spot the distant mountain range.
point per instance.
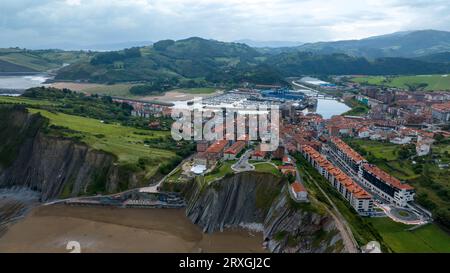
(196, 62)
(269, 44)
(94, 47)
(409, 44)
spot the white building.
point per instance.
(401, 140)
(299, 192)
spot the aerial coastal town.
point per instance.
(398, 117)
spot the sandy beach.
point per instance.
(50, 228)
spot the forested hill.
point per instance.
(23, 60)
(196, 62)
(192, 61)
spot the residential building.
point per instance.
(441, 112)
(358, 198)
(374, 179)
(299, 192)
(232, 152)
(215, 151)
(386, 186)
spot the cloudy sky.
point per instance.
(31, 23)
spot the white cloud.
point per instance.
(99, 21)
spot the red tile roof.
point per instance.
(298, 187)
(351, 186)
(217, 146)
(347, 149)
(443, 107)
(386, 178)
(235, 148)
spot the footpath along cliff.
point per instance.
(261, 201)
(53, 166)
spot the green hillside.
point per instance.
(419, 82)
(22, 60)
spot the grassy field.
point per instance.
(125, 142)
(25, 101)
(426, 239)
(433, 82)
(115, 90)
(266, 168)
(358, 109)
(223, 169)
(123, 89)
(362, 231)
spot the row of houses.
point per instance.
(370, 176)
(358, 198)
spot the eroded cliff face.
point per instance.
(53, 166)
(256, 199)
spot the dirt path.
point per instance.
(347, 236)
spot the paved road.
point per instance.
(347, 236)
(155, 187)
(242, 165)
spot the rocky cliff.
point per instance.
(53, 166)
(261, 200)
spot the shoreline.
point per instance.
(50, 228)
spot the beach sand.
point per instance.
(98, 229)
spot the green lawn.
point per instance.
(426, 239)
(266, 168)
(125, 142)
(433, 82)
(115, 90)
(223, 169)
(358, 108)
(384, 150)
(123, 90)
(25, 101)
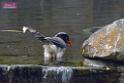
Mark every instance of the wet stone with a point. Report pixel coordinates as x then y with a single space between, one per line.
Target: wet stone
106 42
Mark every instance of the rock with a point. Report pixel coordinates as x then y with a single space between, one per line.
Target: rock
106 42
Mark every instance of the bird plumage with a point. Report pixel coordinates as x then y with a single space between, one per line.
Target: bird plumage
54 47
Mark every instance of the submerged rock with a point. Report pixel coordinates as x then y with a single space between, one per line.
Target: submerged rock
106 42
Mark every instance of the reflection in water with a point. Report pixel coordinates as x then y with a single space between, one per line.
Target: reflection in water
60 74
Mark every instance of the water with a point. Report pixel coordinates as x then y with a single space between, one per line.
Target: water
60 74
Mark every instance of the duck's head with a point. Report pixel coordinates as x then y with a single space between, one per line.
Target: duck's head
65 37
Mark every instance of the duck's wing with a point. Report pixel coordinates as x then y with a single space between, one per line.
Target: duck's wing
56 41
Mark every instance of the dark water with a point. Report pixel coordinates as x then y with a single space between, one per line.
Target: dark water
60 74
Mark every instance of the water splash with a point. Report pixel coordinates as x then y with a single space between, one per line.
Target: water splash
59 74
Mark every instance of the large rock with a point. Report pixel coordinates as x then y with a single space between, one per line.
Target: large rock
105 42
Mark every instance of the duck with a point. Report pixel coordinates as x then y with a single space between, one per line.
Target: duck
54 47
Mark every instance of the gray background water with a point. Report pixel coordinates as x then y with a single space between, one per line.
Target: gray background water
76 17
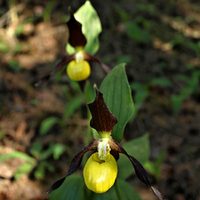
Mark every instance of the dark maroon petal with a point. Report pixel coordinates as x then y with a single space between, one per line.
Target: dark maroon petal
76 37
58 67
75 164
88 57
139 169
102 119
115 154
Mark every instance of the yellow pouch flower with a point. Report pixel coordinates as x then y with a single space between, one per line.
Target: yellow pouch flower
100 175
78 71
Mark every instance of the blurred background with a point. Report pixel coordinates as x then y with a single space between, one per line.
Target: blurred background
41 129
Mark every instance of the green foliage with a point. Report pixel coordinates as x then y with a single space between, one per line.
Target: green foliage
91 28
117 95
26 167
138 148
124 59
192 84
17 154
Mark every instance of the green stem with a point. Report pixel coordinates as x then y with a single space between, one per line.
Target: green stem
89 133
117 190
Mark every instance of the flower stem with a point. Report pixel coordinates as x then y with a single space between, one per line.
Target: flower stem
117 190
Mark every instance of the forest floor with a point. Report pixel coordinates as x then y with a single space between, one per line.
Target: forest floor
163 43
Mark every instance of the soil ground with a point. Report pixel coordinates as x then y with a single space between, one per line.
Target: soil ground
169 48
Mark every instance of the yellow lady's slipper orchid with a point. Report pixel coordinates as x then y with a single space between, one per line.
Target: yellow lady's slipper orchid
100 175
78 71
78 68
100 171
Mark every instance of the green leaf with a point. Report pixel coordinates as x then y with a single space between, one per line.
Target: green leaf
47 124
91 28
117 96
89 92
71 189
17 154
161 82
126 191
139 149
58 150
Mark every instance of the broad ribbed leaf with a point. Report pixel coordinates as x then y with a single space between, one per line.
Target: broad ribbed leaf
71 189
91 28
117 95
138 148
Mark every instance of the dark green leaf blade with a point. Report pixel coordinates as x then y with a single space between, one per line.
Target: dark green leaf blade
117 95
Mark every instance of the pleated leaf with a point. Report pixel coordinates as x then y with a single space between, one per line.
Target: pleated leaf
91 28
117 95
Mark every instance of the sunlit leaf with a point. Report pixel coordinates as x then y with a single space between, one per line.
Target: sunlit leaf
58 151
139 149
161 82
91 28
117 95
17 154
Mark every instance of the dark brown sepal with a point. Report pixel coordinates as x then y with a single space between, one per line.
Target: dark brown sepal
115 154
139 169
75 163
89 57
58 67
76 37
102 119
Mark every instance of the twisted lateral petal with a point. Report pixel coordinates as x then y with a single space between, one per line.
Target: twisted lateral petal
75 163
100 175
102 119
89 57
139 169
78 71
76 37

### Task prompt
From the line holding "Target: duck's head" to the line holding "Mark every instance of the gray", inclusive, restate each line above exactly as written.

### Solution
Target: duck's head
65 37
Mark every instance of the duck's wing with a point. Report pixel coordinates as x then y with a single space between, one per line.
Target: duck's wing
56 41
Mark every instance of the dark water with a point. Report pixel coordinates as x then y with a single space between, one per line.
Target: dark water
60 74
Mark every instance of the water splash with a point. Report pixel coordinates as x then y with a single space between, one per line.
Target: water splash
59 74
Mark every instance of the large rock with a point. Report pixel coordinates as x then y with a single space between, one per line.
Target: large rock
105 42
Mark every instance of the duck with a point. Report pixel coordinates as x then y with a single space between, one per line.
Target: duck
54 47
Mark every instance of the gray background water with a point. Report pixel coordinates as x then y with a single space between, one per line.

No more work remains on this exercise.